» Document passage:
▽

# new tokidoki bag



## cicconeyouth (May 24, 2006)

i've had this for about a week but it still makes me squeal like a little girl because it's so cute. it's the tokidoki by lesportsac stellina bag in playground (you can buy one at lesportsac.com).


----------



## lovejam (May 24, 2006)

I already have a cutesy Le Sportsac purse from last summer, but I definitely want one of those!

ETA: D'oh. Totally can't afford any of the Tokidoki bags. I wonder if that stuff will ever go on sale. Maybe it'll still be around for my birthday.


----------



## asteffey (May 25, 2006)

cute!!


----------



## IslandGirl77 (May 25, 2006)

THat is the cutest bag! I want one, but I can't afford one either.


----------



## hyperRealGurl (May 25, 2006)

too cute


----------



## bottleblack (May 25, 2006)

△

» Given information:
▽

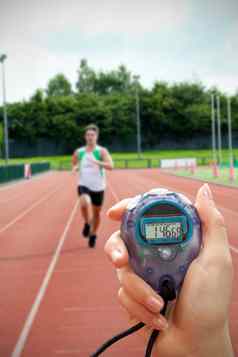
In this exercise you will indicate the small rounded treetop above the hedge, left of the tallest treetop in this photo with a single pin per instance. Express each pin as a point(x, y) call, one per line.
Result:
point(59, 86)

△

Write the next part of the forum thread about the new tokidoki bag, starting right after its last line. The data above has no role here.

I love those bags, too bad I'm a broke chick!


----------



## kaliraksha (May 25, 2006)

cute!


----------



## Throwaway Style (May 26, 2006)

i really want one of those, but unfortuneatly it's like 120 dollars, maybe if i get a job soon i'll be able to get one.


----------



## pucci (May 26, 2006)

oh-oh this is right up my alley.....


----------



## pucci (Jun 7, 2006)

I ended up buying one, and with all the shipping and fees it's ended up costing me about $250 ($185USD)!! Don't tell my husband


----------



## ninabruja (Jun 7, 2006)

omg i didn't know they are STILL making these bags. i wanted one awhile ago, when the trim was just black? or white? i don't remember.

its soooooooo cute though.


----------



## Pei (Jun 9, 2006)

I love all their tokidoki designs!!!!!


----------



## likeomgsteffduh (Jun 12, 2006)

I

FREAKING

WANT

ONE

hahaha, those are some adorable bags!


----------



## Phillygirl (Jun 12, 2006)

It is cute but I think I'm too old for the pattern.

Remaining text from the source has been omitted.